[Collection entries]

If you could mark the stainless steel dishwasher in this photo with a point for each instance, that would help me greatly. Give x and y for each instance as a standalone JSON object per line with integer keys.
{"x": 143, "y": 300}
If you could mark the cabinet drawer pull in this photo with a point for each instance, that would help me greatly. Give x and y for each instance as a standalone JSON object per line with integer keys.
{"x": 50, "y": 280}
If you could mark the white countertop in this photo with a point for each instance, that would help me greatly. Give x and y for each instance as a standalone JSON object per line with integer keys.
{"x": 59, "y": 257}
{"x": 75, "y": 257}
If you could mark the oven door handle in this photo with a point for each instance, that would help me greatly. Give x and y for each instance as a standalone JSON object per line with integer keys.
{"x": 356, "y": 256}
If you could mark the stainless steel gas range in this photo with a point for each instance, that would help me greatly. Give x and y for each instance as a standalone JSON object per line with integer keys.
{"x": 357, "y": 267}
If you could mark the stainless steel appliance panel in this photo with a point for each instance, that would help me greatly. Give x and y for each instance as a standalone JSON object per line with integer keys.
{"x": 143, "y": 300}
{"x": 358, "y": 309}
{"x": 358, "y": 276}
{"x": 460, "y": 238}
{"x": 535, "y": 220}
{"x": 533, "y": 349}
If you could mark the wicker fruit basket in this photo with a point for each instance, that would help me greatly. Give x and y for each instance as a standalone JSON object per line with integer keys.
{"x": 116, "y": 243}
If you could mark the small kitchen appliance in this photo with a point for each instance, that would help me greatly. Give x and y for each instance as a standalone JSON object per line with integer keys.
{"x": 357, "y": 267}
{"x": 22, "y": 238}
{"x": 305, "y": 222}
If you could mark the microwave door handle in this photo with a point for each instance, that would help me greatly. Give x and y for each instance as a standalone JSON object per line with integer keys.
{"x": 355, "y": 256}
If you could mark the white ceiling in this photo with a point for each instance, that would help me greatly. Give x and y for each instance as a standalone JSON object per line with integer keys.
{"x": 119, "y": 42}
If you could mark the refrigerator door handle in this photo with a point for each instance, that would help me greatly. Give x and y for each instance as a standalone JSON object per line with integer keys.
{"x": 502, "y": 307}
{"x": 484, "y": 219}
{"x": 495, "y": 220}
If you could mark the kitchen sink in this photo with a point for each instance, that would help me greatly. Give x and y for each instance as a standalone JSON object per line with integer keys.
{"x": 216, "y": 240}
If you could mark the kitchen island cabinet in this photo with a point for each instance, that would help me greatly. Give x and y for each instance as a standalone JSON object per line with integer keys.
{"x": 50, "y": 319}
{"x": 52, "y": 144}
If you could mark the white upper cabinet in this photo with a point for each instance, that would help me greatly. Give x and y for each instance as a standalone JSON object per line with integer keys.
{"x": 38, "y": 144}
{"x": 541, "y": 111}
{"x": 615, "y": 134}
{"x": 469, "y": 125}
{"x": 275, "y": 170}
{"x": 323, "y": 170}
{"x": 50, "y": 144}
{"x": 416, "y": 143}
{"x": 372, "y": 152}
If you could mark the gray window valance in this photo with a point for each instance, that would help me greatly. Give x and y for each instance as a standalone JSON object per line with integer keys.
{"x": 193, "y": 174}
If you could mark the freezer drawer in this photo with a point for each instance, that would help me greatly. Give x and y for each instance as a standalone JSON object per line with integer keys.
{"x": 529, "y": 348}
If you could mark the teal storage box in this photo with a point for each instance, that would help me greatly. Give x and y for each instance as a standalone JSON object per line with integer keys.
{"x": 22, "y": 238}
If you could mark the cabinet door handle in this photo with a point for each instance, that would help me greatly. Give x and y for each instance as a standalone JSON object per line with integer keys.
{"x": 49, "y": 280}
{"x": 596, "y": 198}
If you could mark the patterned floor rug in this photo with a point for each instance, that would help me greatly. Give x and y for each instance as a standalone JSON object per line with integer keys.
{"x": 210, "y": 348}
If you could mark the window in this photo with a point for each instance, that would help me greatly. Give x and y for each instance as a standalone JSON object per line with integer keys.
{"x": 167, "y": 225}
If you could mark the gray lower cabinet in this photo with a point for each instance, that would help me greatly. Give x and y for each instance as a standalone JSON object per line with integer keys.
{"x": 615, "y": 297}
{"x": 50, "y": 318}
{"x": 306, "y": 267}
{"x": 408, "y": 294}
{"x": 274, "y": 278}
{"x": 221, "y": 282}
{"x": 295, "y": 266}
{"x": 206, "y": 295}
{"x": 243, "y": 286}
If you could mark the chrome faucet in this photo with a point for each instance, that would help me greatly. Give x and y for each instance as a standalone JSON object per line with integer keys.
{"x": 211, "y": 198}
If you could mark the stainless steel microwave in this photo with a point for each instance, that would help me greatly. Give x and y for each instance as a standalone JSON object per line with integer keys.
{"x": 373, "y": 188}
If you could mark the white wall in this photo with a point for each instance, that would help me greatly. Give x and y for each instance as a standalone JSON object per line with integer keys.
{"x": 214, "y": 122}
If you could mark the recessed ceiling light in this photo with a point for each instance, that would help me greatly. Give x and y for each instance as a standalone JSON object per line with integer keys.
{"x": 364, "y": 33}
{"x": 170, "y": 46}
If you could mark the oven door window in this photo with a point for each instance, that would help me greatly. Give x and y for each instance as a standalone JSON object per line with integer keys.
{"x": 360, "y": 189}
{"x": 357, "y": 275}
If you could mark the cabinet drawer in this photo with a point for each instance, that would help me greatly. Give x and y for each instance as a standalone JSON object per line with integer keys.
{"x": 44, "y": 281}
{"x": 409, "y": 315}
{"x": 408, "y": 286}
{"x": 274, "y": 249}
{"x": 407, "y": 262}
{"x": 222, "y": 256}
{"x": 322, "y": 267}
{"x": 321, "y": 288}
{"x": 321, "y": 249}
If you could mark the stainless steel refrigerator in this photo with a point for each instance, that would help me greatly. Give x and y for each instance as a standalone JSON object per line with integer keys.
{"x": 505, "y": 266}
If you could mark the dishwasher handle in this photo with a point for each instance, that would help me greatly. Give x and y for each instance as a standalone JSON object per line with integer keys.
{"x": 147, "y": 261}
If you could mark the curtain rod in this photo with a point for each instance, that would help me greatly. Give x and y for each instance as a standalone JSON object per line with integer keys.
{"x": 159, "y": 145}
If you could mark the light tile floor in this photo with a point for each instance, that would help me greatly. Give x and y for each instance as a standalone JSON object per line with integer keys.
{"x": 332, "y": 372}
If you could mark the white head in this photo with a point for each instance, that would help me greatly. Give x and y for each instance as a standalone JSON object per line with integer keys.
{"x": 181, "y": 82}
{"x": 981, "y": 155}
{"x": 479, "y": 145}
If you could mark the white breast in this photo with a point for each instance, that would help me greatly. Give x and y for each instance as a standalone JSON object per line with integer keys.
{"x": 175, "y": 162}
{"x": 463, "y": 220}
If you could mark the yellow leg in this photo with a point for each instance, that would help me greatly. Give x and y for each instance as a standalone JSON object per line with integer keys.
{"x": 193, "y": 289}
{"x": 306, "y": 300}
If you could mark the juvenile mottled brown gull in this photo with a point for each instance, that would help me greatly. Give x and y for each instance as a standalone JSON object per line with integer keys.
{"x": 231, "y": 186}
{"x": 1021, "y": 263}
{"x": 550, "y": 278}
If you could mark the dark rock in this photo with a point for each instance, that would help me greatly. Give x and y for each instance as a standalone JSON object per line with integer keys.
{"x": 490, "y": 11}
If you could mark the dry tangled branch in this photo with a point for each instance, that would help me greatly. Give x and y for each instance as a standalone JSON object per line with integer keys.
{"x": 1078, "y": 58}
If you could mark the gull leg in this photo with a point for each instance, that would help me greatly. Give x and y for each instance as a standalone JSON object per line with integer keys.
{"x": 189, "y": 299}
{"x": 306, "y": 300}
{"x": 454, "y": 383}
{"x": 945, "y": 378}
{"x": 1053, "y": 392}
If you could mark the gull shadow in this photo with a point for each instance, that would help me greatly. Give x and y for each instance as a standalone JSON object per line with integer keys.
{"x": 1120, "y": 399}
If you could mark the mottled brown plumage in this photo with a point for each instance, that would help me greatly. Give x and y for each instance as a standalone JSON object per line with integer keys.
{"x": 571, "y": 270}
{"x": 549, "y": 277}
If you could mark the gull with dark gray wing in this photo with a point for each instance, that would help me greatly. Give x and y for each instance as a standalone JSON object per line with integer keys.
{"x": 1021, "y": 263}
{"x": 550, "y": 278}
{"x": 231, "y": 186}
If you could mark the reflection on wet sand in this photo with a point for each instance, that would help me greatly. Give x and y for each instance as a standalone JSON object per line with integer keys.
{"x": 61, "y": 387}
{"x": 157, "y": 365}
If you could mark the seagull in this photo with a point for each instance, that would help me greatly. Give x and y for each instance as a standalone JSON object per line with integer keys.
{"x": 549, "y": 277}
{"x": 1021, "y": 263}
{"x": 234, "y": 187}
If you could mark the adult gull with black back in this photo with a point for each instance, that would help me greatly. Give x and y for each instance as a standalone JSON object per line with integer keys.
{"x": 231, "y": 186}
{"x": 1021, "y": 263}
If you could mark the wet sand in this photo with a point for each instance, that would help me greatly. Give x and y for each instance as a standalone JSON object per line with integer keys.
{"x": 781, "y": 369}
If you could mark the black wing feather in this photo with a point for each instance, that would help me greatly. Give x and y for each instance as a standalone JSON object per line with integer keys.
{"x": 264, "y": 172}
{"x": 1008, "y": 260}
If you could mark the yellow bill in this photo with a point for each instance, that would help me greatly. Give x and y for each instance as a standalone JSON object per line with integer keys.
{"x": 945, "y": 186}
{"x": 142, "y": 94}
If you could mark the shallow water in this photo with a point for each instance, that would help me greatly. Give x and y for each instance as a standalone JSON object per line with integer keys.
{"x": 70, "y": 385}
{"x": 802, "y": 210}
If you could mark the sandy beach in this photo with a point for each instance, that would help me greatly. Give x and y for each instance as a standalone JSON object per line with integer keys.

# TASK PROMPT
Only the lines from the one containing "If you could mark the seagull" to the end of the data should be printed, exactly as they stand.

# TASK RESULT
If you could mark the seagull in this photo with a point for each instance, that would help me greatly. Give x and y for each instance as a standalone JSON object per line with integer keys.
{"x": 549, "y": 277}
{"x": 1021, "y": 263}
{"x": 234, "y": 187}
If you could mark the adult gull with black back in this photo with a point for each instance, that would help me greatly. Give x and y for each instance as a standalone JSON object per line with integer keys.
{"x": 231, "y": 186}
{"x": 1021, "y": 263}
If you could mark the wet sand in this photo with a point for each instance, that would help me greatly. Give x and y for each instance as a standalone JSON object per line with integer keys.
{"x": 781, "y": 369}
If you could mark the black wing feather in this photo with a point for each instance, that would help me greatly. Give x and y for each instance as a standalone JSON object per line with integer keys.
{"x": 264, "y": 172}
{"x": 1008, "y": 260}
If you could mark the yellow bill in this photo with a point for each instance, that would help me greatly. Give x and y for each instance as a standalone JSON object per line with integer keys.
{"x": 945, "y": 186}
{"x": 142, "y": 94}
If you could mark the shallow water in this photo with a point for each instance, that would help me greatly. Give x and y for each instance as a standalone JSON object per line with integer keys.
{"x": 70, "y": 385}
{"x": 802, "y": 210}
If you could mark the sandy beach in this photo with a point for each instance, that would help me greatly. Give x and y for each instance as a standalone JSON object per line with integer keys.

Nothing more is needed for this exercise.